## BEGIN

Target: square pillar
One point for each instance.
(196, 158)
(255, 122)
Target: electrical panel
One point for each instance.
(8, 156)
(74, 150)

## END

* Exercise instructions: Write out all of the lines above again, word for word and in the same order.

* Response:
Target: square pillar
One point for each instance.
(196, 158)
(255, 122)
Target: electrical panel
One point for each instance.
(8, 156)
(74, 150)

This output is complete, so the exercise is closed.